§ WORKING DATA:
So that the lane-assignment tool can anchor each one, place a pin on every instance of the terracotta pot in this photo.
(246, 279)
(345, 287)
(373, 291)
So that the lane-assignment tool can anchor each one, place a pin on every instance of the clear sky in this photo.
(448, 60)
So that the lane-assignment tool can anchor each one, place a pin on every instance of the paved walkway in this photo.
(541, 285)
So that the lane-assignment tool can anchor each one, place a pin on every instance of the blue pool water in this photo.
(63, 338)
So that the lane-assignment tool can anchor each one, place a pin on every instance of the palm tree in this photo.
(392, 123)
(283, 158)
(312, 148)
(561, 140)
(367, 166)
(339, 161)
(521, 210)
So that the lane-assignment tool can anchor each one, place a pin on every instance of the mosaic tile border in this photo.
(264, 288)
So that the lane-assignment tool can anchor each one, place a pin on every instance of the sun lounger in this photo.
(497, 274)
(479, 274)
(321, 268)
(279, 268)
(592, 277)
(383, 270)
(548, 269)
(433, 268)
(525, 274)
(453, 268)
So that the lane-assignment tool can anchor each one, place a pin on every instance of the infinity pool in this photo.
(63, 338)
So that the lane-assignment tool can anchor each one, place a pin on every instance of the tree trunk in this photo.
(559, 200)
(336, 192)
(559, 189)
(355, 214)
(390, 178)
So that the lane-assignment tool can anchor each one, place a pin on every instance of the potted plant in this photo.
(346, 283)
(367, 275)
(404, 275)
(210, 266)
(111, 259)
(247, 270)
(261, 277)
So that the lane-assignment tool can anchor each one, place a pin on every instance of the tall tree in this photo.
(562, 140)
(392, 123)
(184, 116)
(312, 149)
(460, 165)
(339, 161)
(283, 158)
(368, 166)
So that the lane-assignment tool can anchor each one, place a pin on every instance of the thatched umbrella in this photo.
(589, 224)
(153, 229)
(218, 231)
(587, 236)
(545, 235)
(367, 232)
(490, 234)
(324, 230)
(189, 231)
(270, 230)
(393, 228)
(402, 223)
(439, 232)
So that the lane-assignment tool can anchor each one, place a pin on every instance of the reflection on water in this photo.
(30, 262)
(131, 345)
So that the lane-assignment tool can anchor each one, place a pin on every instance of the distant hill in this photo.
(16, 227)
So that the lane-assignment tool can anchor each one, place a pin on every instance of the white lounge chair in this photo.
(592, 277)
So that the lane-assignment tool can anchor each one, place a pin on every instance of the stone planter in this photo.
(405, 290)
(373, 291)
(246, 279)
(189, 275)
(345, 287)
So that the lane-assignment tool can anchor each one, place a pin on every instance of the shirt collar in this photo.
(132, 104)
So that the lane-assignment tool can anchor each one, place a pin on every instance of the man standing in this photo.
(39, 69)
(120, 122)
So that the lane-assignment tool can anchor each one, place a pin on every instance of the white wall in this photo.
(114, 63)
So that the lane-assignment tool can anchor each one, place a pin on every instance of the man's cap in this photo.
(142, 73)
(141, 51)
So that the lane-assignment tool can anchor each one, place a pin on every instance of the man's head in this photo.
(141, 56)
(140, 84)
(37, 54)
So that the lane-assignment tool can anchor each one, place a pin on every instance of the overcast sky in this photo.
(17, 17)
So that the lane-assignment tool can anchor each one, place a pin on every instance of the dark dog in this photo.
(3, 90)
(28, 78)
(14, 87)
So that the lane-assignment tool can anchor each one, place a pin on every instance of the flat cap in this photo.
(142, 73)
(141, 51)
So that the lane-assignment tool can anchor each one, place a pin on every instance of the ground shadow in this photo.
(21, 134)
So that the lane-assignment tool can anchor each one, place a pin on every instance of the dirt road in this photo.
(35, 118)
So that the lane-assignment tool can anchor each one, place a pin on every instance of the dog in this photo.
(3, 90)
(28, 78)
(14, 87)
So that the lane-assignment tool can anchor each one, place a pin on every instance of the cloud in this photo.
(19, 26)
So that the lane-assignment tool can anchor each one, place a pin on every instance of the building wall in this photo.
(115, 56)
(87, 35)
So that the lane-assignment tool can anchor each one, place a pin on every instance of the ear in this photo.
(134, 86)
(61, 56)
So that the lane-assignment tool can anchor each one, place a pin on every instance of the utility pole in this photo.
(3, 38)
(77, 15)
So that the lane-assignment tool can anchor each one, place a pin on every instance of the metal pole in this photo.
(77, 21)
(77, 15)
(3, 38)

§ WRITTEN TASK:
Output the listing above without altering a single character.

§ EXPECTED OUTPUT:
So that the lane-assignment tool can anchor each one, place a pin on every instance of the terracotta pot in this photo.
(246, 279)
(345, 287)
(373, 291)
So that the lane-assignment tool can anchor each one, place a pin on every instance of the clear sky in this photo.
(448, 60)
So that the lane-assignment tool can anchor each one, place a pin on every instance of the paved walkway in this photo.
(541, 285)
So that the lane-assignment tool can anchor each one, place a pin on every instance of the blue pool water in this photo.
(63, 338)
So that the lane-assignment tool can anchor each one, place a pin on every instance of the palm tree in this photo.
(392, 123)
(283, 158)
(312, 148)
(561, 140)
(367, 166)
(339, 161)
(521, 210)
So that the lane-assignment tool can anchor each one, place a pin on every instance of the mosaic tile border in this photo.
(264, 288)
So that the lane-assignment tool can anchor each one, place a pin on every instance of the sun lounger in this photo.
(497, 274)
(479, 274)
(321, 268)
(279, 268)
(592, 277)
(383, 270)
(548, 269)
(433, 268)
(525, 274)
(453, 268)
So that the lane-assignment tool can anchor each one, place a pin on every instance of the infinity pool in this photo.
(63, 338)
So that the lane-assignment tool can anchor each one, place a pin on every instance of the tree trunk in this photo.
(559, 200)
(336, 192)
(559, 189)
(355, 214)
(390, 178)
So that the lane-assignment tool can anchor each one, place a pin on every instance of the potted plant in this photo.
(346, 283)
(367, 275)
(404, 275)
(210, 266)
(111, 259)
(247, 270)
(261, 277)
So that the lane-assignment tool can anchor each one, place a pin on every instance of the tall tree in this photo.
(562, 140)
(392, 123)
(184, 116)
(312, 149)
(460, 165)
(339, 161)
(283, 158)
(368, 166)
So that the lane-assignment tool can anchor each one, place a pin on every instance of the thatched umbrella in this photo.
(589, 224)
(153, 229)
(218, 231)
(587, 236)
(545, 235)
(367, 232)
(490, 234)
(324, 230)
(189, 231)
(270, 230)
(393, 228)
(402, 223)
(439, 232)
So that the lane-assignment tool can anchor each one, place a pin on every instance of the reflection on water in this photo.
(30, 262)
(131, 345)
So that the lane-assignment tool can anchor each one, place a pin on every instance of the distant hill in this photo.
(16, 227)
So that the lane-assignment tool can anchor each one, place a pin on every instance of the white lounge chair in this photo.
(592, 277)
So that the lane-assignment tool can anchor each one, place a pin on every instance of the stone planter in this photo.
(405, 290)
(373, 291)
(246, 279)
(189, 275)
(345, 287)
So that the lane-assignment tool can anchor each one, place a pin on every instance of the shirt collar in this photo.
(132, 104)
So that the lane-assignment tool can anchor each one, place a pin on every instance of the man standing in this photo.
(39, 69)
(120, 122)
So that the lane-assignment tool can anchor each one, place a pin on every instance of the white wall in this photo.
(114, 63)
So that the lane-assignment tool can anchor each one, place a pin on every instance of the man's cap in this photo.
(142, 73)
(141, 51)
So that the lane-assignment tool can anchor each one, place a pin on every instance of the man's head in this photo.
(141, 56)
(140, 84)
(37, 54)
So that the lane-assignment tool can anchor each one, place a pin on every instance of the overcast sky in this photo.
(17, 17)
So that the lane-assignment tool can anchor each one, place a pin on every instance of the dark dog in this photo.
(3, 90)
(28, 78)
(14, 87)
So that the lane-assignment tool can anchor each one, place a pin on every instance of the flat cap in this photo.
(142, 73)
(141, 51)
So that the lane-assignment tool can anchor each one, place a pin on every instance of the ground shadow in this photo.
(21, 134)
So that the lane-assignment tool can anchor each one, place a pin on every instance of the dirt road in this photo.
(35, 118)
So that the lane-assignment tool can anchor each one, place a pin on every instance of the dog in this photo.
(3, 90)
(28, 78)
(14, 87)
So that the lane-assignment tool can anchor each one, place a pin on every instance of the cloud in this photo.
(19, 26)
So that the lane-assignment tool can anchor each one, place a pin on every instance of the building wall in this photo.
(115, 56)
(87, 35)
So that the lane-assignment tool can anchor each one, place a pin on every instance of the ear in this photo.
(134, 86)
(61, 56)
So that the lane-assignment tool can anchor each one, place a pin on every instance of the utility pole in this photo.
(3, 38)
(77, 15)
So that the lane-assignment tool can anchor each one, place a pin on every instance of the metal pole in this photo.
(77, 21)
(77, 15)
(3, 38)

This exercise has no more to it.